:: Фрагмент текста ::
════════════════════
На этапе продумывания самой премии перед нами стояла задача сделать молодежную премию с молодежным жюри. При этом, что очевидно, она должна была отличаться от существующих и существовавших премий не только идейно, но и структурно.
Поэтому было решено пойти на рискованный шаг — попробовать собрать жюри не только из разных поэтик внутри определенной конвенции, но и из практически разных картин мира, разных техник письма и разных взглядов на саму «поэзию». Понятно, что в недавней истории сборка такой целостности уже была и остается, но почему бы не попробовать запустить механизм еще раз.
В итоге у нас получилось семеро участников жюри (шесть поэтов и один филолог), диалог между этическими, эстетическими и политическими взглядами которых и будет вывешен в формате лонг-листа. Сейчас же разговор не об этом, а о конкретных стратегиях каждого и каждой из нашей славной команды.
════════════════════
:: Условие задания ::
Напишите продолжение текста о молодежной поэтической премии и ее жюри, начиная сразу после последнего предложения. Материалы, помещенные после текста, никак с ним не связаны.

:: Записанные данные ::
════════════════════
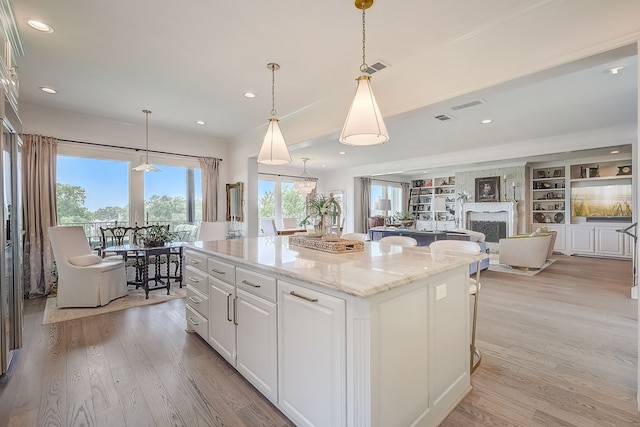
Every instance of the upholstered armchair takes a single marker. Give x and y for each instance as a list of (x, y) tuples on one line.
[(530, 251), (84, 279)]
════════════════════
:: Ответ к заданию ::
Михаил Бордуновский в своих стихах создает оптику предметного взгляда через кризис проговариваемого и дословесного, когда разорванная история, «медленнотелое время» собираются во взгляде сквозь миф, сквозь глухоту мира. Такая оптика, безусловно, отсылает к гимнической традиции высокого модернизма Рильке, но эти гимны даются не через приобщенное отчуждение субъекта к «ужасному» и «возвышенному», а через преломление слова, не семантическое или сопротивляющееся языку, а пробирающееся к неназываемому через раздробленную историю.
Тексты Дмитрия Гаричева будто бы говорят словами внутреннего иммигранта в хтонической русской тьме, где вместо лавкрафтовского ужаса — «бургеркинг или макдак» и «свободные парты». Сюжет в его стихах скорее лишен сентиментальности, вместо которой приходит утрата, в этом мире «лихие 90-е» будто бы не кончались, что ставит под сомнение, кончились ли они в реальности, т.к. перед читателем не красочные истории о бандитах и перестрелках, а осколки раненного детства, измученной любви и неоконченных войн на фоне серой путинской России.
Языковое письмо Карины Лукьяновой через фотографическую статику, отсылки к кинематографу, фрагментированные осколки речи, как мне кажется, изображает накал «замещения речи» и какую-то архивацию взгляда в следах чувственности. Обнажение границы между знанием и чувством, наблюдением и пониманием — одна из центральных проблем её стихов в целом, поэтому через сопряжение пространств экрана, щелчка затвора, речи и ландшафта высвечивается познание и политика чувственности «в соитии свернутых тел».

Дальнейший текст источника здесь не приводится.